■ Recorded data:
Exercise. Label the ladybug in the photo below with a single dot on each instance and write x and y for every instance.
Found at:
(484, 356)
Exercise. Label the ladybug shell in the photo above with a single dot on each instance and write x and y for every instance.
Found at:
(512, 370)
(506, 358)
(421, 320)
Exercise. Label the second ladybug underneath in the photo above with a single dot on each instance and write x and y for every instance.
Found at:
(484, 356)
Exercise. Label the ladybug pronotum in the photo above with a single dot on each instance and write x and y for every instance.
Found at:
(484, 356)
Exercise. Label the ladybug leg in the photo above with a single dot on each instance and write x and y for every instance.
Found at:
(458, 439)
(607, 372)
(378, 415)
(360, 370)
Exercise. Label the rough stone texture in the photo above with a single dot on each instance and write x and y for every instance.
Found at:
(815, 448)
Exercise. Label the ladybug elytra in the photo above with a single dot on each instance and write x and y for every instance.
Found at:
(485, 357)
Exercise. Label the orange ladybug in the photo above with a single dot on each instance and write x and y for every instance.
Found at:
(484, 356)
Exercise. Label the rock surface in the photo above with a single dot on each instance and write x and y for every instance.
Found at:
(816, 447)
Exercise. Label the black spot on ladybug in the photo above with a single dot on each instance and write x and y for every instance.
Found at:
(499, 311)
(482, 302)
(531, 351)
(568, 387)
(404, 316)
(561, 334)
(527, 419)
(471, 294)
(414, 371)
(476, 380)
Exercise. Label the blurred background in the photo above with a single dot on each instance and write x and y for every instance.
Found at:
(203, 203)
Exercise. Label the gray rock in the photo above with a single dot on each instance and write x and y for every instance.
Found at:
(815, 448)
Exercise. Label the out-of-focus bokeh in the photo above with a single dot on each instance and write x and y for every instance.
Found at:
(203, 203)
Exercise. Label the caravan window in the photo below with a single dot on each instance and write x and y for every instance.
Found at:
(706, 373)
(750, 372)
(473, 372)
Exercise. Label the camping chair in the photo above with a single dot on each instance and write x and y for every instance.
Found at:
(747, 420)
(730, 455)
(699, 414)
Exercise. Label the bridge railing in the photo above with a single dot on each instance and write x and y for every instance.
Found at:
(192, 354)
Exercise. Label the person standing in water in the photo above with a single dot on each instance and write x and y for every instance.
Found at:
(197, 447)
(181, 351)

■ WORK TO COMPLETE: Copy the records above exactly.

■ RIGHT ANSWER:
Exercise. Label the ladybug in the photo below with a single dot on each instance and write x and y for every instance.
Found at:
(484, 356)
Exercise. Label the ladybug shell in the photo above with a single dot on each instance and write x and y for every instance.
Found at:
(512, 370)
(506, 358)
(421, 320)
Exercise. Label the second ladybug underneath in the photo above with a single dot on each instance and write x and y for every instance.
Found at:
(484, 356)
Exercise. Label the ladybug pronotum in the photo above with a single dot on each instance and write x and y for every instance.
Found at:
(484, 356)
Exercise. Label the ladybug leg in the photo above with a single dot on each instance and write x and y for every instance.
Found at:
(458, 439)
(607, 372)
(378, 415)
(360, 370)
Exercise. Label the rough stone texture in the photo above with a single dot on each instance and write x and y for every instance.
Found at:
(815, 448)
Exercise. Label the ladybug elytra in the photo above with a single dot on each instance and write x and y for every instance.
Found at:
(485, 357)
Exercise. Label the orange ladybug in the photo above with a single dot on each instance and write x and y for every instance.
Found at:
(484, 356)
Exercise. Label the rock surface in the photo above with a single dot on each instance and write x and y for every instance.
Found at:
(816, 447)
Exercise. Label the black spot on ladybug in the photo above with a single dot on each instance and write x and y for every instance.
Found at:
(499, 311)
(482, 302)
(531, 351)
(568, 387)
(404, 316)
(561, 334)
(527, 419)
(471, 294)
(414, 371)
(476, 380)
Exercise. Label the blurred background in the photo above with a single dot on each instance and write x and y for every instance.
Found at:
(203, 203)
Exercise. Label the gray rock in the photo above with a single dot on each instance and write x and y for every instance.
Found at:
(815, 448)
Exercise. Label the out-of-focus bokeh in the photo above with a single dot on each instance and write x and y for every instance.
Found at:
(203, 203)
Exercise. Label the caravan window in the photo below with a single dot on each instance and write x and y for every instance.
Found at:
(706, 373)
(750, 372)
(473, 372)
Exercise. Label the camping chair in the photo above with a single dot on each instance and write x and y for every instance.
Found at:
(747, 420)
(730, 455)
(699, 414)
Exercise. Label the bridge railing in the photo above with a single dot on each instance and write x and y for every instance.
Found at:
(192, 354)
Exercise. Label the person standing in water in the photo above with a single dot on each instance and write x and y for every instance.
Found at:
(197, 447)
(181, 351)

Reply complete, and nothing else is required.